▶ PARTS OF THE EXERCISE
a. Reproduce the passage of the episode review word for word, starting at "She has a plan" and ending at "her and Vasiliy.".
b. Using the episode review, answer each of these on its own line:
(i) In which country did the younger Abraham hunt the Master during the 60s?
(ii) What is the name of Abraham's wife?
(iii) What system does Dutch plan to hack into?

▶ EXCERPT

# # # #

Tuesday, September 30, 2014

The Strain, Season 1, Episode 12: Last Rites




Evil Eldritch Plamer is still dying and still not a vampire

The goodguys return to the pawn shop to mope, especially Abraham who mopes his way into a flashback to the 60s when a younger Abraham hunted the Master in Albania, taking his wife Miriam with him (who believed  but still worried about Abraham’s obsession). This is to show, in case you didn’t guess, how utterly obsessed Abraham has been with the Master and for how long.

I’m sure we needed a flashback to tell us that.

Ephraim is still the worst person in the world ever and tries to get everyone to agree how terrible it was that Abraham tried to go after the whole nest – frankly this comes off less as concern and more as Ephraim desperately trying to secure leadership again. And Dutch returns to the shop, having recovered from her hurt fee-fees to flirt with Vasiliy some more.

She has a plan (Ephraim is an arsehole) – she can hack into the emergency broadcast system to contact the whole country through the internet blackout. They can get out a warning. As they set up the system we get some more overt confirmation of Dutch’s bisexuality and more flirting between her and Vasiliy.

# # # #

▶ DATA TO EXAMINE
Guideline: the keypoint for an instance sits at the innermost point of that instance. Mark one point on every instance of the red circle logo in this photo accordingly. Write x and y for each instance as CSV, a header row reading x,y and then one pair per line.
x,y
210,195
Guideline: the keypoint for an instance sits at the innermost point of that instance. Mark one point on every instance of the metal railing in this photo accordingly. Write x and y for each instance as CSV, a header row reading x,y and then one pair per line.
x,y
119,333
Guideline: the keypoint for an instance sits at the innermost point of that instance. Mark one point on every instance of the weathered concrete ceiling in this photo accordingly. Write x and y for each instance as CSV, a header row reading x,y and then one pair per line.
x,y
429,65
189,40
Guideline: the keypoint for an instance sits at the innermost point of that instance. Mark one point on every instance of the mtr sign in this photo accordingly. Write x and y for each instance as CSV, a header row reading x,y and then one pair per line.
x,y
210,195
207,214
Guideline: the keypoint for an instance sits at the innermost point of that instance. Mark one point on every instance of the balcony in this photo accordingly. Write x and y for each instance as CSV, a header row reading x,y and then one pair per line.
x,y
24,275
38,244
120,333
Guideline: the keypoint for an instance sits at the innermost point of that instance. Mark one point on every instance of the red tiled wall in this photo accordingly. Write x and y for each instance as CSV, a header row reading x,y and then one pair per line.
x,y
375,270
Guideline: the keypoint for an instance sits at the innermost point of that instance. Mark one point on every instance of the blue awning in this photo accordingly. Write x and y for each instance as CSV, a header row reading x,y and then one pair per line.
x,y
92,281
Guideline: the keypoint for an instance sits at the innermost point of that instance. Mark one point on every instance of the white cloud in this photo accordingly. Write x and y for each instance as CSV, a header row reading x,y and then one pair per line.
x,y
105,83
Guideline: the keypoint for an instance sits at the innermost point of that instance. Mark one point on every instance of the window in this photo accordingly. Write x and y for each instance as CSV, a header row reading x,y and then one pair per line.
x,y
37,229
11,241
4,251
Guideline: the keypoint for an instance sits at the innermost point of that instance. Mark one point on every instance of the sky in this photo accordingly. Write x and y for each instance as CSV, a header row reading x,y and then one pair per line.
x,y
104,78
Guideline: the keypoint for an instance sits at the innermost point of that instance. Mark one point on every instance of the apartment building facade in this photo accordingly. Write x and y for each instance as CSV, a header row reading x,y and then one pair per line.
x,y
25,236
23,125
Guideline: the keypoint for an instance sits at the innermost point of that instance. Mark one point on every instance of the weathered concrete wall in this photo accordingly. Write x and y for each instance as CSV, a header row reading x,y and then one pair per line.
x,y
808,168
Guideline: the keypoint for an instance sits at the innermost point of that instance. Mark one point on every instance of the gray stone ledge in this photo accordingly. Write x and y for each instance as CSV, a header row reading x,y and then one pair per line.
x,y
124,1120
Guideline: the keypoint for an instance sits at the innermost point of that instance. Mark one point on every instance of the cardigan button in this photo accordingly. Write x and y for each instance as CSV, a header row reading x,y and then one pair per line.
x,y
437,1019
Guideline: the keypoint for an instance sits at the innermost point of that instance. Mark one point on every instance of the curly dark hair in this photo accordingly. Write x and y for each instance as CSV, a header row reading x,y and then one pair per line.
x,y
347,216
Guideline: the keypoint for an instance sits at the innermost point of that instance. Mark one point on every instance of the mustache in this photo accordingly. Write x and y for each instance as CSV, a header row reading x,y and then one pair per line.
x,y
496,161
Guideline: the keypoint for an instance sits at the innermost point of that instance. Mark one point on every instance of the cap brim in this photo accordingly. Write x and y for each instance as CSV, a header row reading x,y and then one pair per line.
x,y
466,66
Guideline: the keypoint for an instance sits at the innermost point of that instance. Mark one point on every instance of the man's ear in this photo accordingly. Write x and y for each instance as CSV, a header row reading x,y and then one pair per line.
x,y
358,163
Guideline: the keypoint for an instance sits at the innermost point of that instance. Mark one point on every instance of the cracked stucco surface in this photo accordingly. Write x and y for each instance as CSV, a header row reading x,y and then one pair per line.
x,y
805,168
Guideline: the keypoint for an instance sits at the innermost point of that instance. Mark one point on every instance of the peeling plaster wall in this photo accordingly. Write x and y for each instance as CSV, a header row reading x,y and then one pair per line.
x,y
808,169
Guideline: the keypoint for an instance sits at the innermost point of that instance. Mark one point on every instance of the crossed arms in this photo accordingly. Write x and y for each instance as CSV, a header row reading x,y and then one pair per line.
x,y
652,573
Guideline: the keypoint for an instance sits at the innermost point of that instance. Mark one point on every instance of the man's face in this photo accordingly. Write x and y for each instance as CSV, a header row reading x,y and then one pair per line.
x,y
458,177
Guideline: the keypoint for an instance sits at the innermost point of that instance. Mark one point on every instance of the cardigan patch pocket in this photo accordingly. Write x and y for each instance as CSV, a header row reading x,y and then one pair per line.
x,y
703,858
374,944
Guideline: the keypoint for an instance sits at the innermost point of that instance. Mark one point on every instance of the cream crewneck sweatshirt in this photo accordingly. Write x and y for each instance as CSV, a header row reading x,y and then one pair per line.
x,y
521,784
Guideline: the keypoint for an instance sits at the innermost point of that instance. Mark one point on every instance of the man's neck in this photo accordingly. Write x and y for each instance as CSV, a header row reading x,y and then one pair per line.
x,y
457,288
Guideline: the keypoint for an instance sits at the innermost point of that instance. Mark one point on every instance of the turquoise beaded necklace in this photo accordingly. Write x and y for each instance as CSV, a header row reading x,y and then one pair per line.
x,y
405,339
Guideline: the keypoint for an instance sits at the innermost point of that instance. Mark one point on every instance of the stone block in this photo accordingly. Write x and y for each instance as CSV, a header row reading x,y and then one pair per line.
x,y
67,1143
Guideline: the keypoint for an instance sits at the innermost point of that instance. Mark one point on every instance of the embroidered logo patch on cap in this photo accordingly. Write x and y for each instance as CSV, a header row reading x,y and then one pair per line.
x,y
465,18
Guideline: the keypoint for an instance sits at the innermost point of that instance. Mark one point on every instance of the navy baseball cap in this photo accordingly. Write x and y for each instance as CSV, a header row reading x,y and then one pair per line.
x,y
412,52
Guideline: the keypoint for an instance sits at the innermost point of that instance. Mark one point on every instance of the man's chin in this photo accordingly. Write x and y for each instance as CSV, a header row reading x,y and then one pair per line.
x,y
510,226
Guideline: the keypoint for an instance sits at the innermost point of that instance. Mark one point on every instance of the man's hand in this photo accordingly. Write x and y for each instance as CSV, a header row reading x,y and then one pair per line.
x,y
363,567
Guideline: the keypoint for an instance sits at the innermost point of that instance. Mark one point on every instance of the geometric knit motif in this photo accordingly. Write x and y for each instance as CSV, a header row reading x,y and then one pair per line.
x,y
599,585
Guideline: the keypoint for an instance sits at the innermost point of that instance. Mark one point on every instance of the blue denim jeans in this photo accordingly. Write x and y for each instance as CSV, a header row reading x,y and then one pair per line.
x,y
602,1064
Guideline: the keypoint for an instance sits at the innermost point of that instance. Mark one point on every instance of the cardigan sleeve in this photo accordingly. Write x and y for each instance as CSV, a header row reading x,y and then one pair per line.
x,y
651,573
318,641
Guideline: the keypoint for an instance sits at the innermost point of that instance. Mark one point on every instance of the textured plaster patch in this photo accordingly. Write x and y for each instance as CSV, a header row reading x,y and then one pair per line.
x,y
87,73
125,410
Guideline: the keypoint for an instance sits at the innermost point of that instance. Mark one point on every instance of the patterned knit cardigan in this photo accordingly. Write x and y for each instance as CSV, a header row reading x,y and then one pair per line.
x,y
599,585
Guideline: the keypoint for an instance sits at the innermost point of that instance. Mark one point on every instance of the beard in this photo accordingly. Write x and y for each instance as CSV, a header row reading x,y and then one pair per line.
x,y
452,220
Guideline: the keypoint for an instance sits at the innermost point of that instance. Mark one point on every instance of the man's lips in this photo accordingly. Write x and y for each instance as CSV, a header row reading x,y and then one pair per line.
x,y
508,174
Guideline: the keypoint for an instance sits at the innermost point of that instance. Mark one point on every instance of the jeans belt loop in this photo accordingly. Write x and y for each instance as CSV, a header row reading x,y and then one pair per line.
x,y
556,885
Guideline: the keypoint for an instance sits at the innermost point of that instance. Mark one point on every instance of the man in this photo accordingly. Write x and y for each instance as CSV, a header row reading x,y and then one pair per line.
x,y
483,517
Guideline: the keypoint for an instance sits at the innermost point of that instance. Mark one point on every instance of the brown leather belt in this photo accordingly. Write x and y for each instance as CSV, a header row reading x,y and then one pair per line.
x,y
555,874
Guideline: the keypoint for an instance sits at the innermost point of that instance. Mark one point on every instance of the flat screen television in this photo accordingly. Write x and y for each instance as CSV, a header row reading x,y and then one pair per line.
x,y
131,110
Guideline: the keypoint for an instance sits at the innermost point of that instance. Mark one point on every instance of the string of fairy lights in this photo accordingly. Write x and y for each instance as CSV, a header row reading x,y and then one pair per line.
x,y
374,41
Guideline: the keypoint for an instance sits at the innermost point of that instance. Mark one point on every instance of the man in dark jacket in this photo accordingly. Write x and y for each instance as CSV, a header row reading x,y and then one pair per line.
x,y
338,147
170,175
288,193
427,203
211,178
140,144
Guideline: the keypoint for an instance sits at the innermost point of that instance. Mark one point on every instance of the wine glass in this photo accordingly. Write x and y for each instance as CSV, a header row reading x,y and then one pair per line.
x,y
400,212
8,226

# # # #

▶ SOLUTIONS BY TASK
a.
She has a plan (Ephraim is an arsehole) – she can hack into the emergency broadcast system to contact the whole country through the internet blackout. They can get out a warning. As they set up the system we get some more overt confirmation of Dutch’s bisexuality and more flirting between her and Vasiliy.

b.
(i) Albania
(ii) Miriam
(iii) The emergency broadcast system